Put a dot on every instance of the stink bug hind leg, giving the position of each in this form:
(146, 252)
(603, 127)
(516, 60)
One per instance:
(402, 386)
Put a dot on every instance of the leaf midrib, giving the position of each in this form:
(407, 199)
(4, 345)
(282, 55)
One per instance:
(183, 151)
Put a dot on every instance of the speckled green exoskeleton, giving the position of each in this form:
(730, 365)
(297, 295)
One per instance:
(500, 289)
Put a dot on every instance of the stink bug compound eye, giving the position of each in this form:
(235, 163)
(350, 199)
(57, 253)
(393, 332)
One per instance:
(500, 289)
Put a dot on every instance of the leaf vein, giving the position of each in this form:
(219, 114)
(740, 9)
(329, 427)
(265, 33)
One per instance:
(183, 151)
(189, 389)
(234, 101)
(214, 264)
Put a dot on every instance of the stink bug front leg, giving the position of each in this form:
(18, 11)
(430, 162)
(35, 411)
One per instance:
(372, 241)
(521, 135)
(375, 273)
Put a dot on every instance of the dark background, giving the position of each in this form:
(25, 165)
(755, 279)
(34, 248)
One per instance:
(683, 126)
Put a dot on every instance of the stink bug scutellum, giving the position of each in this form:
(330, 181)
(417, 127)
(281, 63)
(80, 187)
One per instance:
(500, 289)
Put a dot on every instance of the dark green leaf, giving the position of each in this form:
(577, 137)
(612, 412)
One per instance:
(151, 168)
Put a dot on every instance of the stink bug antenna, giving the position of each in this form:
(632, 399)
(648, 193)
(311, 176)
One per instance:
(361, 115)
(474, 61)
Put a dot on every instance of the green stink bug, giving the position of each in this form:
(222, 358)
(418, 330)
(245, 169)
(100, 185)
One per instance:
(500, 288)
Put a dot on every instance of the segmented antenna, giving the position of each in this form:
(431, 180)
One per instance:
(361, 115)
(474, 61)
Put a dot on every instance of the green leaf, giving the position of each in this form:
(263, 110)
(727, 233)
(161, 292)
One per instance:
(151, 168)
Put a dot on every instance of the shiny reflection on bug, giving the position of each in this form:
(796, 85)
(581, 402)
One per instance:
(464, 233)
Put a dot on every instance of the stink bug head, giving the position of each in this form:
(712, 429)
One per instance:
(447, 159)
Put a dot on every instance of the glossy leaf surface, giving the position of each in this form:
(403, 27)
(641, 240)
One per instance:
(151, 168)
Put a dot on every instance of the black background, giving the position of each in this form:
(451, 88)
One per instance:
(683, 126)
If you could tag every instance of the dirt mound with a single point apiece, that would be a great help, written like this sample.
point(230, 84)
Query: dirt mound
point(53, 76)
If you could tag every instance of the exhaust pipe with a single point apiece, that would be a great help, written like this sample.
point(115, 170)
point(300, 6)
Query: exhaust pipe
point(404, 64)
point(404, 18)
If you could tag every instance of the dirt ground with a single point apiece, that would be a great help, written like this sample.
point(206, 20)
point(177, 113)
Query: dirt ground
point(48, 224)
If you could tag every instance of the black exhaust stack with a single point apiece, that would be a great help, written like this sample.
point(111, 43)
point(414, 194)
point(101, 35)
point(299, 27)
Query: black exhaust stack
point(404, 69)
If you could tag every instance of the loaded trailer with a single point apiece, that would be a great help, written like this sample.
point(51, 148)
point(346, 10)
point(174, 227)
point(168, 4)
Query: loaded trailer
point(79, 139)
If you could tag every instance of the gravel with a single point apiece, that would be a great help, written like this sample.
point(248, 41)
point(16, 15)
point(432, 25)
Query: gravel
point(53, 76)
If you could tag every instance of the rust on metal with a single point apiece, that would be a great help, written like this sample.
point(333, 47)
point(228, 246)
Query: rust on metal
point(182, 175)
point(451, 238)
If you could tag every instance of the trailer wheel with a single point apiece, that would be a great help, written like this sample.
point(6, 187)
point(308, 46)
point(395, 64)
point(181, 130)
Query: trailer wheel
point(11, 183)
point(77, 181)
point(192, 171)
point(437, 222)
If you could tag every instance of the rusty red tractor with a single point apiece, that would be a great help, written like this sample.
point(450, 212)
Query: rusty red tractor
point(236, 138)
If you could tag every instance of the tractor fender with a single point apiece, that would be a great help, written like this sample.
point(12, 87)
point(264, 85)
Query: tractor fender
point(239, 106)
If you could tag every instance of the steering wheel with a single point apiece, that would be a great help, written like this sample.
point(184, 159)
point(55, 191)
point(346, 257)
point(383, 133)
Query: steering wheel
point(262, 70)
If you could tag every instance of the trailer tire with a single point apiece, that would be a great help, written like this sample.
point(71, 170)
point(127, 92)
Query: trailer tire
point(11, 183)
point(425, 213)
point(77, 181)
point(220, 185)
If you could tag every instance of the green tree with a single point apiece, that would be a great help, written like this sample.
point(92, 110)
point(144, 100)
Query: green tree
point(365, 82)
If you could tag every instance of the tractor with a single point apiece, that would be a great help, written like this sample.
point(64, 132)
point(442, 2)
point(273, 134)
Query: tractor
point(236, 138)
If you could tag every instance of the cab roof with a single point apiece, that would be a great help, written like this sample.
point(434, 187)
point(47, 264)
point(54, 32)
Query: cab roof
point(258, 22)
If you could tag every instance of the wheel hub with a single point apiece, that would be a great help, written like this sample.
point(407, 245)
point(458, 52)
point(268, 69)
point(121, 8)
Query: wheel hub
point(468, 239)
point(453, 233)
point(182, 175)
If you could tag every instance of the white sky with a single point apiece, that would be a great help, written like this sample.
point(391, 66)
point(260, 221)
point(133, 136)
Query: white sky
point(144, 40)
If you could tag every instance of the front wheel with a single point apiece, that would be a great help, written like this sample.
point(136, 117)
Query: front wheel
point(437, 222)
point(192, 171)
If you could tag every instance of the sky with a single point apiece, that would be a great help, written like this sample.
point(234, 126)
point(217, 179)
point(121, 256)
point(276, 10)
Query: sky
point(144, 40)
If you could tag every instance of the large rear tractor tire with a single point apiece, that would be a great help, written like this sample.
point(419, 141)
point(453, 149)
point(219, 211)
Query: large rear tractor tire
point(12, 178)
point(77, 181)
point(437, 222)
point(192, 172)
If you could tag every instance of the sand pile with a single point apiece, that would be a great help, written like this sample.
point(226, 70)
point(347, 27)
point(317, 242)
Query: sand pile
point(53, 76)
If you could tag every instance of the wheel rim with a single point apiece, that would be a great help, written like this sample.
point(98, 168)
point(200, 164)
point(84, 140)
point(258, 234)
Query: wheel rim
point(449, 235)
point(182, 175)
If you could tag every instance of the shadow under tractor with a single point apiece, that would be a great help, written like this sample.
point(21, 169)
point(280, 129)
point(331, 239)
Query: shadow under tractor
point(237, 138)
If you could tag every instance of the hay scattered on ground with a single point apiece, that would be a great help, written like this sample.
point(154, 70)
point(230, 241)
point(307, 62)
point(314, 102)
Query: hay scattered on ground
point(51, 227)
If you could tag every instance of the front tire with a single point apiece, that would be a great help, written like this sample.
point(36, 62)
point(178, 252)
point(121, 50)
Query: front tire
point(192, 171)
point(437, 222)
---
__WORK TO DO__
Retype all of the records above line for line, with nothing changed.

__RESULT OF THIS EXERCISE__
Put a dot on every instance of the stink bug hind leg, giving the position of each in this form:
(146, 252)
(603, 127)
(516, 60)
One per instance:
(402, 386)
Put a dot on every instance of the leaf midrib, giving the position of each in this form:
(407, 199)
(4, 345)
(282, 55)
One per instance:
(183, 151)
Put a dot on every instance of the speckled green exoskeleton, giving the position of each in this form:
(730, 365)
(297, 295)
One per instance:
(500, 289)
Put a dot on every instance of the stink bug compound eye, giving the position of each in this form:
(235, 163)
(350, 199)
(57, 253)
(393, 332)
One per instance:
(500, 289)
Put a dot on every instance of the leaf vein, giving the position of each in this form:
(219, 114)
(740, 9)
(329, 427)
(265, 33)
One per instance:
(183, 151)
(189, 389)
(234, 101)
(214, 264)
Put a dot on every instance of the stink bug front leg, giving the position of each in this form:
(18, 11)
(430, 162)
(35, 411)
One per instance:
(372, 241)
(521, 135)
(375, 273)
Put a dot on every instance of the dark background, giving the position of each in this form:
(25, 165)
(755, 279)
(34, 248)
One per instance:
(683, 126)
Put a dot on every instance of the stink bug scutellum, giving the position of each in this form:
(330, 181)
(417, 127)
(281, 63)
(80, 187)
One per instance:
(500, 289)
Put a dot on every instance of the dark green leaf, giving the position of each in this form:
(577, 137)
(612, 412)
One per instance:
(151, 168)
Put a dot on every instance of the stink bug antenna, giving the position of each in this form:
(632, 399)
(648, 193)
(311, 176)
One per instance:
(361, 115)
(474, 61)
Put a dot on every instance of the green stink bug, giving the position of each in this form:
(222, 358)
(418, 330)
(245, 169)
(100, 185)
One per instance:
(500, 288)
Put a dot on every instance of the segmented antenna, giving the position of each in this form:
(431, 180)
One per instance:
(361, 115)
(474, 61)
Put a dot on every instance of the green leaf, giving the position of each in this form:
(263, 110)
(727, 233)
(161, 292)
One per instance:
(151, 168)
Put a dot on every instance of the shiny reflection on bug, giving the position of each in this form:
(796, 85)
(581, 402)
One per instance:
(464, 233)
Put a dot on every instance of the stink bug head, giving the position of each in this form:
(712, 429)
One per instance:
(447, 159)
Put a dot on every instance of the glossy leaf surface, giving the position of each in this form:
(403, 27)
(641, 240)
One per instance:
(151, 168)
Put a dot on every instance of the black background, giving the position of each in this form:
(451, 88)
One per instance:
(683, 126)
If you could tag every instance of the dirt mound with a single point apiece, that would be a great help, written like this sample.
point(230, 84)
Query: dirt mound
point(53, 76)
If you could tag every instance of the exhaust pipe with a single point apiece, that would be a great help, written like this sample.
point(115, 170)
point(300, 6)
Query: exhaust pipe
point(404, 64)
point(404, 18)
If you could tag every instance of the dirt ground with a single point apiece, that would be a great help, written like this sample.
point(206, 20)
point(177, 113)
Query: dirt ground
point(48, 224)
If you could tag every instance of the black exhaust stack with a single point apiece, that would be a great help, written like this sample.
point(111, 43)
point(414, 194)
point(101, 35)
point(299, 27)
Query: black exhaust stack
point(404, 69)
If you could tag every instance of the loaded trailer with a single point apiece, that would be a great help, written like this sample.
point(51, 148)
point(346, 10)
point(174, 227)
point(168, 4)
Query: loaded trailer
point(79, 139)
If you could tag every instance of the gravel with a single point apiece, that would be a great help, written like this sample.
point(248, 41)
point(16, 15)
point(432, 25)
Query: gravel
point(53, 76)
If you could tag every instance of the rust on metal with a single point apiece, that would be a great help, written like this sample.
point(333, 47)
point(228, 246)
Query: rust on metal
point(182, 175)
point(451, 238)
If you could tag every instance of the trailer wheel with a single point apiece, that would be a great help, written like this sample.
point(6, 187)
point(308, 46)
point(395, 64)
point(181, 130)
Query: trailer wheel
point(11, 183)
point(77, 181)
point(192, 171)
point(437, 222)
If you could tag every instance of the rusty red tractor with a single point apiece, that would be a great help, written like this sample.
point(450, 212)
Query: rusty red tractor
point(236, 138)
If you could tag every instance of the tractor fender with a single point apiece, that would be a great help, written like this sample.
point(12, 87)
point(264, 85)
Query: tractor fender
point(239, 106)
If you could tag every instance of the steering wheel with a single point apiece, that would be a great help, written like this sample.
point(184, 159)
point(55, 191)
point(346, 257)
point(383, 133)
Query: steering wheel
point(262, 70)
If you could tag every instance of the trailer tire with a single point apiece, that would be a great help, written like this sample.
point(71, 170)
point(127, 92)
Query: trailer tire
point(11, 183)
point(425, 213)
point(77, 181)
point(220, 185)
If you could tag every instance of the green tree with a single point apiece, that would be a great help, written like this sample.
point(92, 110)
point(144, 100)
Query: green tree
point(365, 82)
If you could tag every instance of the tractor with a single point apiece, that would be a great help, written like this sample.
point(64, 132)
point(442, 2)
point(273, 134)
Query: tractor
point(236, 138)
If you could tag every instance of the cab roof with a single point apiece, that would be a great help, written like this sample.
point(434, 187)
point(47, 264)
point(54, 32)
Query: cab roof
point(258, 22)
If you could tag every instance of the wheel hub with a single point apiece, that would be a great help, written like this sample.
point(407, 245)
point(458, 52)
point(268, 69)
point(121, 8)
Query: wheel hub
point(468, 239)
point(453, 233)
point(182, 175)
If you could tag every instance of the white sky with a single point apiece, that would be a great help, written like this sample.
point(391, 66)
point(260, 221)
point(133, 136)
Query: white sky
point(144, 40)
If you could tag every instance of the front wheel with a single point apiece, that would be a great help, written like this sample.
point(136, 117)
Query: front wheel
point(437, 222)
point(192, 171)
If you could tag every instance of the sky with a single point apiece, that would be a great help, written like this sample.
point(234, 126)
point(217, 179)
point(121, 256)
point(276, 10)
Query: sky
point(144, 40)
If you could tag every instance of the large rear tractor tire with a single point apiece, that would be a great help, written like this sample.
point(419, 141)
point(453, 149)
point(219, 211)
Query: large rear tractor tire
point(12, 178)
point(77, 181)
point(437, 222)
point(192, 172)
If you could tag every instance of the sand pile with a single point apiece, that would be a great help, written like this sample.
point(226, 70)
point(347, 27)
point(317, 242)
Query: sand pile
point(53, 76)
If you could tag every instance of the wheel rim with a single point apiece, that would be a great help, written like this sample.
point(98, 168)
point(200, 164)
point(84, 140)
point(258, 234)
Query: wheel rim
point(449, 235)
point(182, 175)
If you could tag every instance of the shadow under tractor with a single point apiece, that would be a great help, written like this sample.
point(21, 169)
point(280, 129)
point(331, 239)
Query: shadow under tractor
point(237, 138)
If you could tag every instance of the hay scattered on ground with a single point apiece, that would be a great help, written like this sample.
point(154, 70)
point(230, 241)
point(307, 62)
point(314, 102)
Query: hay scattered on ground
point(51, 227)
If you could tag every instance of the front tire with a single point apiece, that would be a great help, written like this sample.
point(36, 62)
point(178, 252)
point(121, 50)
Query: front tire
point(192, 171)
point(437, 222)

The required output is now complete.